Each entry here needs to be given again exactly.

_ _ _ _ _

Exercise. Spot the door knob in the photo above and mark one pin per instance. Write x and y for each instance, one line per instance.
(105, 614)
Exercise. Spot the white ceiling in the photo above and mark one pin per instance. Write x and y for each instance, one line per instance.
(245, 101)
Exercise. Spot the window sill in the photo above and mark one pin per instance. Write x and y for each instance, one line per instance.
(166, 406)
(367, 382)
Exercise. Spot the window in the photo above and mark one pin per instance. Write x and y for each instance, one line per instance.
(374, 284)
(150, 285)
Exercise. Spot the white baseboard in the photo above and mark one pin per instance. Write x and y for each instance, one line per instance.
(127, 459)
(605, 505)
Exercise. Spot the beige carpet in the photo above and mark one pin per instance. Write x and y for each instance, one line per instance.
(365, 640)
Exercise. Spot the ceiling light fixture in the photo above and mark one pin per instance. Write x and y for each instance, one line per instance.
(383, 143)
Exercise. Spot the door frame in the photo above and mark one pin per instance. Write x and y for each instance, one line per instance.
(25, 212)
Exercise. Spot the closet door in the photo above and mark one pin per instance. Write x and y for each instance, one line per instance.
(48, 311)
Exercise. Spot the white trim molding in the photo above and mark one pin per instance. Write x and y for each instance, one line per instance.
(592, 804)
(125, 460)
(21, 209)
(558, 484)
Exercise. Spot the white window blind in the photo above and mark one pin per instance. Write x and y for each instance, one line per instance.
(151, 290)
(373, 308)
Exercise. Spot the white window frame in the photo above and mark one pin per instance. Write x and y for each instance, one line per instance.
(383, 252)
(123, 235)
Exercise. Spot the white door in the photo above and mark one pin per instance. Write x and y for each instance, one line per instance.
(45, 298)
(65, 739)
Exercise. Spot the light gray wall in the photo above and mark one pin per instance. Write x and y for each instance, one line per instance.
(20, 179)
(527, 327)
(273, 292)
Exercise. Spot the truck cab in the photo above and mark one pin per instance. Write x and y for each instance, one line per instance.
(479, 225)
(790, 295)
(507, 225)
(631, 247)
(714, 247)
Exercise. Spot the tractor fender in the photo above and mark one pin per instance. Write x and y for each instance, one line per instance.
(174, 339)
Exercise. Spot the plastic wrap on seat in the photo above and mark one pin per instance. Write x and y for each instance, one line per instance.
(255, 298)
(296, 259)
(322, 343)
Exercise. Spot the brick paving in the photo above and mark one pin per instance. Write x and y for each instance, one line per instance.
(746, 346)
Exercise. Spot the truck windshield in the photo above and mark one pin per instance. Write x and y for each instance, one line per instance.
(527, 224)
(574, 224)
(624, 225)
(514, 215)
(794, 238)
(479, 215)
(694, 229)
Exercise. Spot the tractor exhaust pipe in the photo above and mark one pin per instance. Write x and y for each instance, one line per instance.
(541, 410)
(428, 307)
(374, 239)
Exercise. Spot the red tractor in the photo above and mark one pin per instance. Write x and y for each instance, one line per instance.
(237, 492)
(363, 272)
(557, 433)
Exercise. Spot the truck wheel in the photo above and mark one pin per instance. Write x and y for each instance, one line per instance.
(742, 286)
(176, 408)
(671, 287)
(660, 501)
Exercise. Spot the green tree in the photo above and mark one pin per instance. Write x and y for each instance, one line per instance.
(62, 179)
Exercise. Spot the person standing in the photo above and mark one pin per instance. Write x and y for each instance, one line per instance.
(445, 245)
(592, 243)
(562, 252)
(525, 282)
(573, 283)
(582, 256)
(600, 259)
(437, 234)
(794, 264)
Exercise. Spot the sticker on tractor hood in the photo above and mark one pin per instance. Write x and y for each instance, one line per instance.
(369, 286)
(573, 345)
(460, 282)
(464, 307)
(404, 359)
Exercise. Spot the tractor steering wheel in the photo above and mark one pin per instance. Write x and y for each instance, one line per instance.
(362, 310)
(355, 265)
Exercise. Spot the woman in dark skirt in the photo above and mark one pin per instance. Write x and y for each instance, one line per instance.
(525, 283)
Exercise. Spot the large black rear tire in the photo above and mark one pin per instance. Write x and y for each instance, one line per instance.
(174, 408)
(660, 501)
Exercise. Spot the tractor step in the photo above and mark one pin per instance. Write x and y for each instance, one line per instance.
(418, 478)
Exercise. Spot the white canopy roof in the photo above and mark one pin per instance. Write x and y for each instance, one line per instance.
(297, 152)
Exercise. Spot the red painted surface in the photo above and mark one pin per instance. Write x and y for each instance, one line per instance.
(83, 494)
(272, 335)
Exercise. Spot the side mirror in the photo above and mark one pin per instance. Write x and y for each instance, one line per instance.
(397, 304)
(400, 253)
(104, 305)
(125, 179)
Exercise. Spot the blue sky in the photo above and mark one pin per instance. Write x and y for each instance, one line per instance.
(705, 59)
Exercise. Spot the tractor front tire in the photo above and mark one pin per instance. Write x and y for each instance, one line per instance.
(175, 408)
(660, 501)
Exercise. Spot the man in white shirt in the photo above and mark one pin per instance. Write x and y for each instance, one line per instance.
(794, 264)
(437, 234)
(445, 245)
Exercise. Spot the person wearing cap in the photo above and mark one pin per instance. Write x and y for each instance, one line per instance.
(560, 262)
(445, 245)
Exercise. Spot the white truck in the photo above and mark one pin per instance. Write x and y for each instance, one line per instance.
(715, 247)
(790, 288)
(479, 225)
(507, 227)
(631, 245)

_ _ _ _ _

Your solution:
Exercise. Spot the door knob in the photo above and mark one pin per instance. Write x and y for each instance, one line per instance.
(105, 614)
Exercise. Spot the white ceiling in the photo above and mark one pin per instance. Write x and y for each instance, one line per instance.
(245, 101)
Exercise. Spot the window sill in the photo above and mark one pin per instance. Write x and y for each instance, one line per instance.
(166, 406)
(367, 382)
Exercise. Spot the window in the photo above and mark one pin per instance. Write x and y for each instance, one line per instance.
(374, 284)
(150, 285)
Exercise. Spot the white baseboard in the photo above and mark one pin per instance. Write x and y for each instance, one line per instance.
(127, 459)
(605, 505)
Exercise. Spot the beige carpet in the photo above and mark one pin per instance. Write x and y for each instance, one line per instance.
(365, 640)
Exercise. Spot the ceiling light fixture in the photo above and mark one pin per instance. Write x and y for each instance, one line per instance.
(383, 143)
Exercise. Spot the door frame in the photo above and mark one pin per instance. Write x and y for each instance, one line per instance.
(25, 212)
Exercise. Spot the closet door in the photo above and mark one pin per instance. Write x and y for each instance, one line per instance.
(48, 311)
Exercise. Spot the white trim molding in the photo above and mark one pin per instance. Write x and y for each instance, one line per instance.
(592, 804)
(125, 460)
(21, 209)
(558, 484)
Exercise. Spot the white window blind in the photo above and mark one pin per instance. Write x and y for each instance, one line per instance.
(151, 290)
(373, 308)
Exercise. Spot the white window frame in the photo above and mark one pin per instance. Write x and y for each instance, one line per instance.
(383, 252)
(123, 235)
Exercise. Spot the white door in the photo above and mark one pin per instance. Write x and y for each instance, one line per instance.
(45, 298)
(65, 739)
Exercise. Spot the light gray wall in the photo above and mark one pin per instance. Write x and y for each instance, one line per instance.
(20, 179)
(527, 327)
(273, 292)
Exercise. Spot the truck cab in the photo above and mark one pin per instance. Write x and y for each instance, one line per instance.
(479, 225)
(790, 295)
(507, 225)
(631, 247)
(714, 247)
Exercise. Spot the tractor fender in the photo above and mark one pin per instance. Write x and y for each instance, one line per instance.
(174, 339)
Exercise. Spot the plastic wrap on seat in the photo above and mark one pin per instance. Write x and y for each instance, one line per instance.
(255, 298)
(296, 259)
(322, 343)
Exercise. Spot the brick paving in the photo above and mark one pin per instance. Write x and y for each instance, one line per instance.
(746, 346)
Exercise. Spot the truck windshield in the photo above and mark one pin per instance. Write x and y for each instance, one line per instance.
(527, 224)
(574, 224)
(624, 225)
(514, 215)
(794, 238)
(479, 215)
(694, 229)
Exercise. Spot the tractor exhaust pipe in the photo above and mark one pin per instance. Write x and y for each instance, one line per instance.
(541, 410)
(428, 307)
(374, 239)
Exercise. Spot the red tractor in the photo above and mark one pin per instance. Write x and y for each instance, one line per instance.
(237, 492)
(363, 272)
(557, 433)
Exercise. Spot the truck wheel in the photo above and mark one pin per instance. Write x and y for each instance, one line per instance.
(742, 286)
(176, 408)
(671, 287)
(660, 501)
Exercise. Spot the green tree in the photo above and mark one pin per instance. Write x and y for each instance, one line per instance.
(62, 179)
Exercise. Spot the person standing in the photo above and mark one pin per instance. Write x and y for each instance, one line per instance.
(445, 245)
(592, 243)
(562, 252)
(525, 282)
(573, 283)
(582, 256)
(600, 259)
(437, 234)
(794, 264)
Exercise. Spot the sticker on tractor hood in the photo above and mark one pin per instance. Write x and y for each instance, one line per instance.
(369, 286)
(573, 345)
(460, 282)
(464, 307)
(404, 359)
Exercise. Spot the tractor steering wheel in the photo above and mark one pin per instance. Write x and y for each instance, one line per instance.
(362, 310)
(355, 265)
Exercise. Spot the woman in dark skirt in the photo above and mark one pin per instance. Write x and y for each instance, one line per instance.
(525, 283)
Exercise. Spot the large black rear tire in the photo above and mark one pin per instance. Write x and y for each instance, one line per instance.
(174, 408)
(660, 501)
Exercise. Spot the tractor step in the photo above and mark one pin per instance. Write x and y for each instance, one line per instance.
(418, 478)
Exercise. Spot the white canopy roof in the photo above and mark one pin per instance. Write x and y for each instance, one line per instance.
(297, 152)
Exercise. Spot the red painted surface in the photo above and mark one pin per instance. Write x and y for each instance, one line per instance.
(83, 494)
(272, 335)
Exercise. Spot the side mirror in the photo above and mark one pin per instance. Write x and y for each instance, one line per instance.
(397, 304)
(400, 253)
(104, 305)
(125, 179)
Exercise. Spot the blue sky in the photo above and mark one pin per instance. Write x and y for each instance, one line per instance.
(705, 59)
Exercise. Spot the tractor front tire in the photo above and mark one pin per instance. Write x and y for each instance, one line per instance.
(175, 408)
(660, 501)
Exercise. Spot the man in white shirt in the photo above and mark one pin per instance. Write x and y for each instance, one line per instance.
(794, 264)
(437, 234)
(445, 245)
Exercise. Spot the person wearing cap in the photo above and mark one pin per instance. Write x and y for each instance, one line per instance.
(560, 262)
(445, 245)
Exercise. Spot the white truck in the photo above and mark one pin per instance. Write x and y for each instance, one line per instance.
(715, 247)
(790, 288)
(479, 225)
(507, 227)
(631, 245)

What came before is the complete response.